EXERCISE REQUIREMENTS:
Duplicate the items below, beginning at the line containing "Where is each instance of the sunlit" and continuing through the line containing "point(65, 119)", with both end lines included.

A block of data
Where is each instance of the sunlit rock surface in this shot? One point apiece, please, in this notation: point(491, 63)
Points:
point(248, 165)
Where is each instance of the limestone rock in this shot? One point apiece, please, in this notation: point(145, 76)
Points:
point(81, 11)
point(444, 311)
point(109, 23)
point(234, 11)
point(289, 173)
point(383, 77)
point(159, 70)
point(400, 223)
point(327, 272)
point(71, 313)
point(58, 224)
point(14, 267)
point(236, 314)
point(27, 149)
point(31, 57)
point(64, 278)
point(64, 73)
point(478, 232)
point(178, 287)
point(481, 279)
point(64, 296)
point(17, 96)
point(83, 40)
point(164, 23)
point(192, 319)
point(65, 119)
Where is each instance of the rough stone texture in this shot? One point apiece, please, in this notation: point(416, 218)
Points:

==

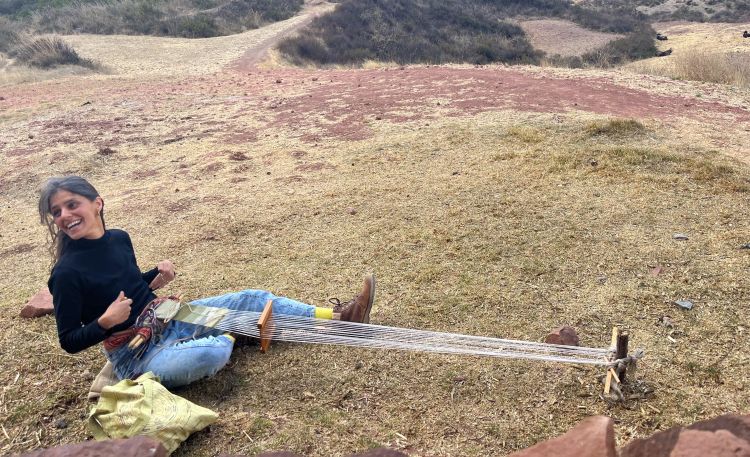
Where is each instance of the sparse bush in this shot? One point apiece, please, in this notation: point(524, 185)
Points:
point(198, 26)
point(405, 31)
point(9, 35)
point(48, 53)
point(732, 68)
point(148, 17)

EXERCISE RESPONSE:
Where is each instance of the sunlit rock surface in this shot? One point apiece, please, in this notation: point(491, 63)
Points:
point(248, 165)
Where is each instance of the limestone rock in this shot? One point apiece, please, in this notation: point(145, 76)
Points:
point(81, 11)
point(444, 311)
point(109, 23)
point(234, 11)
point(289, 173)
point(383, 77)
point(159, 70)
point(400, 223)
point(327, 272)
point(71, 313)
point(58, 224)
point(14, 267)
point(236, 314)
point(27, 149)
point(31, 57)
point(64, 278)
point(64, 73)
point(478, 232)
point(178, 287)
point(481, 279)
point(64, 296)
point(17, 96)
point(83, 40)
point(164, 23)
point(192, 319)
point(65, 119)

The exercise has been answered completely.